:: Source extract ::

Content generation – drafting documents, emails and PowerPoint presentations based on user prompts,
Summarisation and theming – providing an overview of meetings, documents and email threads, and identifying key messages,
Task management - suggesting follow up actions and next steps from meetings, documents and emails
Data analysis – creating formulas, analysing data sets and producing visualisations.

Copilot produces outputs by incorporating user and organisational data – or if configured by users, to also source Internet content – to produce an output. The ability to use organisational data is due to Microsoft Graph – a service that connects, integrates and provides access to data stored across Microsoft 365.

Microsoft Graph ensures that Copilot complies with an agency’s existing Copilot security and privacy settings and provides contextual awareness to outputs by drawing on information from emails, chats, documents and meeting transcripts which the user has access to.

Microsoft also offers a free web version of Copilot. Although not the subject of the evaluation, the AI-assisted chat service and web search (formerly named Bing Chat) offers similar functionality to Copilot, albeit not embedded into applications and does not utilise internal data and information.

Architecture and data flow of Microsoft 365 Copilot

The user’s prompts are sent to Copilot.
Copilot accesses Microsoft Graph and, optionally, other web services for grounding. (Microsoft Graph is an API that provides access to the user’s context and content, including emails, files, meetings, chats, calendars and contacts.)
Copilot sends a modified prompt to the LLM.
The LLM processes the prompt and sends a response back to Copilot.
Copilot accesses the Microsoft Graph to ensure that data handling adheres to necessary compliance and Purview standards.

More information about Microsoft 365 Copilot’s architecture can be found via Microsoft Learn at https://learn.microsoft.com/en-au/copilot/microsoft-365/microsoft-365-copilot-overview

Copilot was deemed a suitable proxy of generative AI for the purposes of the trial.

The DTA selected Copilot to be trialled as a proxy for generative AI. Copilot was chosen for 3 main reasons:

Copilot offered comparable features to other off-the-shelf generative AI products.

Copilot is powered by the same LLMs and possesses similar functionality to other publicly available generative AI tools.

Copilot could be rapidly deployed across the APS.

:::
:: Dataset ::

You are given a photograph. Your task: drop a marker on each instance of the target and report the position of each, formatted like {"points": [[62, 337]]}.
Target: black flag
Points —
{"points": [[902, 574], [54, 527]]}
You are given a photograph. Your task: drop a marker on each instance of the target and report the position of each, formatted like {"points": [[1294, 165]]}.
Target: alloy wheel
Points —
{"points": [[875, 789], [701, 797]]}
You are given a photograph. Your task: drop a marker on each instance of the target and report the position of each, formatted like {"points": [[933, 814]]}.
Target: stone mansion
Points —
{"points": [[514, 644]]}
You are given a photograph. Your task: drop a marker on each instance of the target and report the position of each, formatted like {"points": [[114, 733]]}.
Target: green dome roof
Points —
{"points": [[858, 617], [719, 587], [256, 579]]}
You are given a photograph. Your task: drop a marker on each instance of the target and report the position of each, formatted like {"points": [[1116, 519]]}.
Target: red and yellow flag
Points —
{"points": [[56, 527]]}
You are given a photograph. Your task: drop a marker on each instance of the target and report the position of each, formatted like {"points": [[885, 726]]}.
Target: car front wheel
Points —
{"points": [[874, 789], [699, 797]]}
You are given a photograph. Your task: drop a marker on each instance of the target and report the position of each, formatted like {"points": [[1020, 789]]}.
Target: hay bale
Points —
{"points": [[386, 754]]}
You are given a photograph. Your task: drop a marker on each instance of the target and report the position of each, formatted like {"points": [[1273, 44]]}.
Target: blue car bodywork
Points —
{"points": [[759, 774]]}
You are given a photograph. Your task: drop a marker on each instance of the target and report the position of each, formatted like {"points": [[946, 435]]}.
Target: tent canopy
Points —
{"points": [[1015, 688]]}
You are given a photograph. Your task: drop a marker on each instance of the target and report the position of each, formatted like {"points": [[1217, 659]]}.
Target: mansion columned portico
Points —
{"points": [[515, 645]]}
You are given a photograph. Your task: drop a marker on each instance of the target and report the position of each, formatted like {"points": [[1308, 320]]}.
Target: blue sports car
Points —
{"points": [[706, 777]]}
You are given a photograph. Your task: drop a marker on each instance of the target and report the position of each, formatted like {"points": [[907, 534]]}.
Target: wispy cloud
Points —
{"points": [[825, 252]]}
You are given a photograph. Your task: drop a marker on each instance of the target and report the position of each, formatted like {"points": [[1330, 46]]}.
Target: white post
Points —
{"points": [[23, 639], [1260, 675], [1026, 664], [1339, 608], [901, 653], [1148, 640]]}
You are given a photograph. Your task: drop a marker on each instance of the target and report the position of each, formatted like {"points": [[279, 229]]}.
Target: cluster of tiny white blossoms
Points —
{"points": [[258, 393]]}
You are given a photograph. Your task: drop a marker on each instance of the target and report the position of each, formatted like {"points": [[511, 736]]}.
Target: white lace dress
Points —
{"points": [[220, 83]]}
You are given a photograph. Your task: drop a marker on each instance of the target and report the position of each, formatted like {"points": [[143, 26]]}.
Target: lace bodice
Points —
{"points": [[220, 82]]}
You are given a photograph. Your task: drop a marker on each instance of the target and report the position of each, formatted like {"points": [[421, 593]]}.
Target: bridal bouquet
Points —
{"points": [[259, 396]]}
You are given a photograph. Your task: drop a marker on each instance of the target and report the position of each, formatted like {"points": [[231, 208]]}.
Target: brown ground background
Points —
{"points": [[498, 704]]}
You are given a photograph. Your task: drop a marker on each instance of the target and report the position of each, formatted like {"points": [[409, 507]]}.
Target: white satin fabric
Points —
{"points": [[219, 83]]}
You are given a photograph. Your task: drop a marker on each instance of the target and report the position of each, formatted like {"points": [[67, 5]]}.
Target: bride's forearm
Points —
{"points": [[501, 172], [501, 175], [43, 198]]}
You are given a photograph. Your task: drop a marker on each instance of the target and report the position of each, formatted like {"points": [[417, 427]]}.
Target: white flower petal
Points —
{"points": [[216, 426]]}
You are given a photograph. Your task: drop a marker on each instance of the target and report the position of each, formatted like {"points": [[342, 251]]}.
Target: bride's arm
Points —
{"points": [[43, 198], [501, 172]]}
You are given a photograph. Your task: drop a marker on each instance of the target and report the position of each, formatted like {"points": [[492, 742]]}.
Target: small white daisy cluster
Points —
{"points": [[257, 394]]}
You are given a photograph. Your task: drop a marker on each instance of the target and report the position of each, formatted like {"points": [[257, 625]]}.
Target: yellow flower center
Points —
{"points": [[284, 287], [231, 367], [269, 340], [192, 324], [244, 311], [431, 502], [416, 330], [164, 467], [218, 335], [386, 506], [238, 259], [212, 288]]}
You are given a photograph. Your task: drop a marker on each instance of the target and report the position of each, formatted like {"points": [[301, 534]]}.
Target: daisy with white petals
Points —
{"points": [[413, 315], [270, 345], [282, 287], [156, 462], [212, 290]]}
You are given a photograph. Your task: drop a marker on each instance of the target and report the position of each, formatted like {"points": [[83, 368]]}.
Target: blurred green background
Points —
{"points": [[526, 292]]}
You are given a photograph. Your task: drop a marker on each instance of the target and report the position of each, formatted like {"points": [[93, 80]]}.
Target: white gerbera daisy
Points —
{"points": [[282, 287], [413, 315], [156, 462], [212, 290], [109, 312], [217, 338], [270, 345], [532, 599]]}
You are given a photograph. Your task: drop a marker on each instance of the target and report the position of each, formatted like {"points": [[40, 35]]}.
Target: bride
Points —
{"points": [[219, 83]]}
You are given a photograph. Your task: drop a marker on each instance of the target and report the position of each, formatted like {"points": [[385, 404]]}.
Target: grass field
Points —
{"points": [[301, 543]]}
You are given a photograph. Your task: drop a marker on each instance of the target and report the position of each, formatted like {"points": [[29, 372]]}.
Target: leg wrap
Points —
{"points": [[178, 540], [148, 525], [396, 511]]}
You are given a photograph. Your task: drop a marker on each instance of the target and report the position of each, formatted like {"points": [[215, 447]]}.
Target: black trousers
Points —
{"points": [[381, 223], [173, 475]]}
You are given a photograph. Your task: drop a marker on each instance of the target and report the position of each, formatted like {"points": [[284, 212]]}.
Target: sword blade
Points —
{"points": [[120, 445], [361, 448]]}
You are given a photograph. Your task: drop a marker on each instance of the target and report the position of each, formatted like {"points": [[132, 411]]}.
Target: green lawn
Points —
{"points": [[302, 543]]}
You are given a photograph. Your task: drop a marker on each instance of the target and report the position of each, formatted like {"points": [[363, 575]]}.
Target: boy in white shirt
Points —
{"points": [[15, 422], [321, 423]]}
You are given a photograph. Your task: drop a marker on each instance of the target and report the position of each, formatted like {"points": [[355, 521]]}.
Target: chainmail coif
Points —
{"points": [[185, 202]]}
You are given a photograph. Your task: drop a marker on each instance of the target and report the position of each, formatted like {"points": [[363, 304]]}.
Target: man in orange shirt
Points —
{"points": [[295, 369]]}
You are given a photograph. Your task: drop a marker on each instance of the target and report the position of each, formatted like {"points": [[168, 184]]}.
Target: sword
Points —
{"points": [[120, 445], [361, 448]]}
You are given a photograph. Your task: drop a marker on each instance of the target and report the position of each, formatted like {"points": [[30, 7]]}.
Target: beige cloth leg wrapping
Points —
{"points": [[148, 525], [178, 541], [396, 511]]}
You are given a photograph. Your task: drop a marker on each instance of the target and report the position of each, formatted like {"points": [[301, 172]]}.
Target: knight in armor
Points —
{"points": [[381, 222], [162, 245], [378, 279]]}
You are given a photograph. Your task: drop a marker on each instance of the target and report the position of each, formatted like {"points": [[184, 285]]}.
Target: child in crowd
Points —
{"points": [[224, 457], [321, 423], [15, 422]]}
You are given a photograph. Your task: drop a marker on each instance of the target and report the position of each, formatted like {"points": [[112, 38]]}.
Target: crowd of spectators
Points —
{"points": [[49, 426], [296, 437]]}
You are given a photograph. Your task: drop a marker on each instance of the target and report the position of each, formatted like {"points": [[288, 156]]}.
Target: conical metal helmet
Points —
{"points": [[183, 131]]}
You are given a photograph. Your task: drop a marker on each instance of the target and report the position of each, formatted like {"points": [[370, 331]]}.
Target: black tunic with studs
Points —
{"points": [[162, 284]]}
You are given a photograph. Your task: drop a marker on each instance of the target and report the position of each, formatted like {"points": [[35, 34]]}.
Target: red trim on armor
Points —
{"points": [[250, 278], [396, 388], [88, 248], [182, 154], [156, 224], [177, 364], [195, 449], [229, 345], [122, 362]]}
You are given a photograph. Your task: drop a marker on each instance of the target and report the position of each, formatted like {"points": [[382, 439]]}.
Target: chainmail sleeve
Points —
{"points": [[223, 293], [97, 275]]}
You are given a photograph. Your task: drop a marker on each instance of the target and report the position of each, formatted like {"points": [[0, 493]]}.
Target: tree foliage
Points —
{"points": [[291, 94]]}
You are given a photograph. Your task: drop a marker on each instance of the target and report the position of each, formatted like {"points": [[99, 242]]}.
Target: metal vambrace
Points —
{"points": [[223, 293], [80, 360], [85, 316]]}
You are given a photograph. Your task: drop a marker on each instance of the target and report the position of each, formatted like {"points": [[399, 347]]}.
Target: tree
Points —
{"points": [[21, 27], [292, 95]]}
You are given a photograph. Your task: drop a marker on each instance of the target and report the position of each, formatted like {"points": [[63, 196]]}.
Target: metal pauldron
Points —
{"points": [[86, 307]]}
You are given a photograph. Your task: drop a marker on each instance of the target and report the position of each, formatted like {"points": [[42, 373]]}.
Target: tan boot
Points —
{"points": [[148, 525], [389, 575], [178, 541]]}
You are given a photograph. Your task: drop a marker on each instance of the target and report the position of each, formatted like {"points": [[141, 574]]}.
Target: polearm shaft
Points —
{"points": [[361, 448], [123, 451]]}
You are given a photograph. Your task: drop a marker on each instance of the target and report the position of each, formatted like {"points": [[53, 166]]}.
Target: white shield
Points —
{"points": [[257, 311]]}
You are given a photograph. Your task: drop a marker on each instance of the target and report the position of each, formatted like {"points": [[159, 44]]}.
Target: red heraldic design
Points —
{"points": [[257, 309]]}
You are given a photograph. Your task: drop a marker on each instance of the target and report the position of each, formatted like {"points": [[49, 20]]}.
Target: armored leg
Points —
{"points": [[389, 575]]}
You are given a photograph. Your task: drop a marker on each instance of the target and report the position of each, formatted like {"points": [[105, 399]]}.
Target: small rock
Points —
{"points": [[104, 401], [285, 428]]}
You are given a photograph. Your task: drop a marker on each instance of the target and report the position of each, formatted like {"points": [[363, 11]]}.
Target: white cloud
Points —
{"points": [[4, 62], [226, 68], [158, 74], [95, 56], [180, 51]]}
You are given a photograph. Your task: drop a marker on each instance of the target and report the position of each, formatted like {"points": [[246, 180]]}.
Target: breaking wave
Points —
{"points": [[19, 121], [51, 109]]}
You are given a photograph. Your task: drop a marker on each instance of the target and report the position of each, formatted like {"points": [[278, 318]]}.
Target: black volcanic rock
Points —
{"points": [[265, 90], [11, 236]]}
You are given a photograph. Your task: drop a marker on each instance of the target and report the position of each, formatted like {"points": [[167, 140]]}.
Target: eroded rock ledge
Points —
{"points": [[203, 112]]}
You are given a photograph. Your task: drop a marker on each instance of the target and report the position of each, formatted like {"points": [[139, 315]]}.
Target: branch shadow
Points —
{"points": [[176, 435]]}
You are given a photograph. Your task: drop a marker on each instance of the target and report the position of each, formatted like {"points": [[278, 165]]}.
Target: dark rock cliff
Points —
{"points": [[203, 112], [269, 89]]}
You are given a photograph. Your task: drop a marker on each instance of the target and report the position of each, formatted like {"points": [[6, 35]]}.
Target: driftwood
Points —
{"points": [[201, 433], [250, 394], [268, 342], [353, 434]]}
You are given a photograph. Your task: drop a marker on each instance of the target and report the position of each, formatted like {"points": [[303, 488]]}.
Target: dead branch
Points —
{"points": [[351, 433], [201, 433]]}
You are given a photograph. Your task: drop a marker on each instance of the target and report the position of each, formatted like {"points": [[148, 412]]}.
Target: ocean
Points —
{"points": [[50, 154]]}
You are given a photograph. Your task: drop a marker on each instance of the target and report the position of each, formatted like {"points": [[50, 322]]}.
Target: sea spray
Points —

:::

* Exercise tasks
**a.** According to the Copilot overview, what was the AI-assisted chat service and web search formerly named?
**b.** Translate this sentence from the Copilot overview into Spanish: "The LLM processes the prompt and sends a response back to Copilot."
**c.** Reproduce the part of the Copilot overview between "Copilot offered comparable" and "across the APS.", inclusive.

* Exercise responses
**a.** Bing Chat

**b.** El LLM procesa la instrucción y envía una respuesta de vuelta a Copilot.

**c.**
Copilot offered comparable features to other off-the-shelf generative AI products.

Copilot is powered by the same LLMs and possesses similar functionality to other publicly available generative AI tools.

Copilot could be rapidly deployed across the APS.